• _PROMPT_
Rewrite every line of the listing below as a numbered list, omitting any blank lines.

----- EXERCISE MATERIALS

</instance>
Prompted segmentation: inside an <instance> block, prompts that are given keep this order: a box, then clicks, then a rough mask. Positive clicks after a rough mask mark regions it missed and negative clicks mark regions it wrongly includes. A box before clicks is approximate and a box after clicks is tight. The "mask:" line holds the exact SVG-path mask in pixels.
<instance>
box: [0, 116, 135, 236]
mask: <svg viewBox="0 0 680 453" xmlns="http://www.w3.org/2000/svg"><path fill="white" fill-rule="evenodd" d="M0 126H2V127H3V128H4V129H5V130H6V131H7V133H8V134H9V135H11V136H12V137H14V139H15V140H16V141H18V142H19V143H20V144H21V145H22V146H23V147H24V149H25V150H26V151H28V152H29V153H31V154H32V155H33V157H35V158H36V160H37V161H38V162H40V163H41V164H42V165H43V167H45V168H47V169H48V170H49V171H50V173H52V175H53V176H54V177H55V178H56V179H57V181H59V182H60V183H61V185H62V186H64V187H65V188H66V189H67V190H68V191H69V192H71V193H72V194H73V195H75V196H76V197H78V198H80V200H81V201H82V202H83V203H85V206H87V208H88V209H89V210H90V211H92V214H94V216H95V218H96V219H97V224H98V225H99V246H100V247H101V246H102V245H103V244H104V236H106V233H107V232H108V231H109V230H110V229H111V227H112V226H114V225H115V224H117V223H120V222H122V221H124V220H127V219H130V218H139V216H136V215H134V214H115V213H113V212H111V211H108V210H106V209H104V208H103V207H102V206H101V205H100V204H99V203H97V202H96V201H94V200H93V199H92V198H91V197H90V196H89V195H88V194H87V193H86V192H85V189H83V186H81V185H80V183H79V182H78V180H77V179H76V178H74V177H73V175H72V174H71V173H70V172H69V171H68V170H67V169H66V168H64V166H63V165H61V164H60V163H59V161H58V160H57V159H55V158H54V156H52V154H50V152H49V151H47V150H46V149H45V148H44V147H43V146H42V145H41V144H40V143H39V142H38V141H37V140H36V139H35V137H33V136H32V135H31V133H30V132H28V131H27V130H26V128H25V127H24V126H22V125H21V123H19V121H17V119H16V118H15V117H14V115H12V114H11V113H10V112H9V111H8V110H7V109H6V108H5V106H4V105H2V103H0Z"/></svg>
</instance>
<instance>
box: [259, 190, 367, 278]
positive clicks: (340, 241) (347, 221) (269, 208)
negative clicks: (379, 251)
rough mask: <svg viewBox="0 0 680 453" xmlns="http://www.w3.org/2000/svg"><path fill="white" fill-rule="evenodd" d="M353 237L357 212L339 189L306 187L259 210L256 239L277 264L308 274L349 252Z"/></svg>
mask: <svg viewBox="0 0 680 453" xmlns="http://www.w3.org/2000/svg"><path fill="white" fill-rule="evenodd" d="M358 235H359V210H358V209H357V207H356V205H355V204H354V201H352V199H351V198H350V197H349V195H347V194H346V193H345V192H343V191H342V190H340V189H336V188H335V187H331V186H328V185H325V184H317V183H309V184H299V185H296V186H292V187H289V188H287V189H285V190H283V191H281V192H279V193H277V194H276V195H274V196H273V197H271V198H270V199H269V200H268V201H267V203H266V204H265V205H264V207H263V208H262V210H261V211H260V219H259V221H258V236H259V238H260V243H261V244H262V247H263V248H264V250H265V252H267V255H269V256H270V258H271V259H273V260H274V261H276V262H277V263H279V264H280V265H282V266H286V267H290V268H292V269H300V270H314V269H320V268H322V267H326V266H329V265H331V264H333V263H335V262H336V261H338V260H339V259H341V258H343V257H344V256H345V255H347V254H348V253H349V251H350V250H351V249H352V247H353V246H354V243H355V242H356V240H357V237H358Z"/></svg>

----------

• _RESPONSE BOX_
1. </instance>
2. Prompted segmentation: inside an <instance> block, prompts that are given keep this order: a box, then clicks, then a rough mask. Positive clicks after a rough mask mark regions it missed and negative clicks mark regions it wrongly includes. A box before clicks is approximate and a box after clicks is tight. The "mask:" line holds the exact SVG-path mask in pixels.
3. <instance>
4. box: [0, 116, 135, 236]
5. mask: <svg viewBox="0 0 680 453" xmlns="http://www.w3.org/2000/svg"><path fill="white" fill-rule="evenodd" d="M0 126H2V127H3V128H4V129H5V130H6V131H7V133H8V134H9V135H11V136H12V137H14V139H15V140H16V141H18V142H19V143H20V144H21V145H22V146H23V147H24V149H25V150H26V151H28V152H29V153H31V154H32V155H33V157H35V158H36V160H37V161H38V162H40V163H41V164H42V165H43V167H45V168H47V169H48V170H49V171H50V173H52V175H53V176H54V177H55V178H56V179H57V181H59V182H60V183H61V185H62V186H64V187H65V188H66V189H67V190H68V191H69V192H71V193H72V194H73V195H75V196H76V197H78V198H80V200H81V201H82V202H83V203H85V206H87V208H88V209H89V210H90V211H92V214H94V216H95V218H96V219H97V224H98V225H99V246H100V247H101V246H102V245H103V244H104V236H106V233H107V232H108V231H109V230H110V229H111V227H112V226H114V225H115V224H117V223H120V222H122V221H124V220H127V219H130V218H139V216H136V215H134V214H115V213H113V212H111V211H108V210H106V209H104V208H103V207H102V206H101V205H100V204H99V203H97V202H96V201H94V200H93V199H92V198H91V197H90V196H89V195H88V194H87V193H86V192H85V189H83V186H81V185H80V183H79V182H78V180H77V179H76V178H74V177H73V175H72V174H71V173H70V172H69V171H68V170H67V169H66V168H64V166H63V165H61V164H60V163H59V161H58V160H57V159H55V158H54V156H52V154H50V152H49V151H47V150H46V149H45V148H44V147H43V146H42V145H41V144H40V143H39V142H38V141H37V140H36V139H35V137H33V136H32V135H31V133H30V132H28V131H27V130H26V128H25V127H24V126H22V125H21V123H19V121H17V119H16V118H15V117H14V115H12V114H11V113H10V112H9V111H8V110H7V109H6V108H5V106H4V105H2V103H0Z"/></svg>
6. </instance>
7. <instance>
8. box: [259, 190, 367, 278]
9. positive clicks: (340, 241) (347, 221) (269, 208)
10. negative clicks: (379, 251)
11. rough mask: <svg viewBox="0 0 680 453" xmlns="http://www.w3.org/2000/svg"><path fill="white" fill-rule="evenodd" d="M353 237L357 212L339 189L306 187L259 210L256 239L277 264L308 274L349 252Z"/></svg>
12. mask: <svg viewBox="0 0 680 453" xmlns="http://www.w3.org/2000/svg"><path fill="white" fill-rule="evenodd" d="M358 235H359V210H358V209H357V207H356V205H355V204H354V201H352V199H351V198H350V197H349V195H347V194H346V193H345V192H343V191H342V190H340V189H336V188H335V187H331V186H328V185H325V184H317V183H309V184H299V185H296V186H292V187H289V188H287V189H285V190H283V191H281V192H279V193H277V194H276V195H274V196H273V197H271V198H270V199H269V200H268V201H267V203H266V204H265V205H264V207H263V208H262V210H261V211H260V219H259V221H258V236H259V238H260V243H261V244H262V247H263V248H264V250H265V252H267V255H269V256H270V258H271V259H273V260H274V261H276V262H277V263H279V264H280V265H282V266H286V267H290V268H292V269H300V270H314V269H320V268H322V267H326V266H329V265H331V264H333V263H335V262H336V261H338V260H339V259H341V258H343V257H344V256H345V255H347V254H348V253H349V251H350V250H351V249H352V247H353V246H354V243H355V242H356V240H357V237H358Z"/></svg>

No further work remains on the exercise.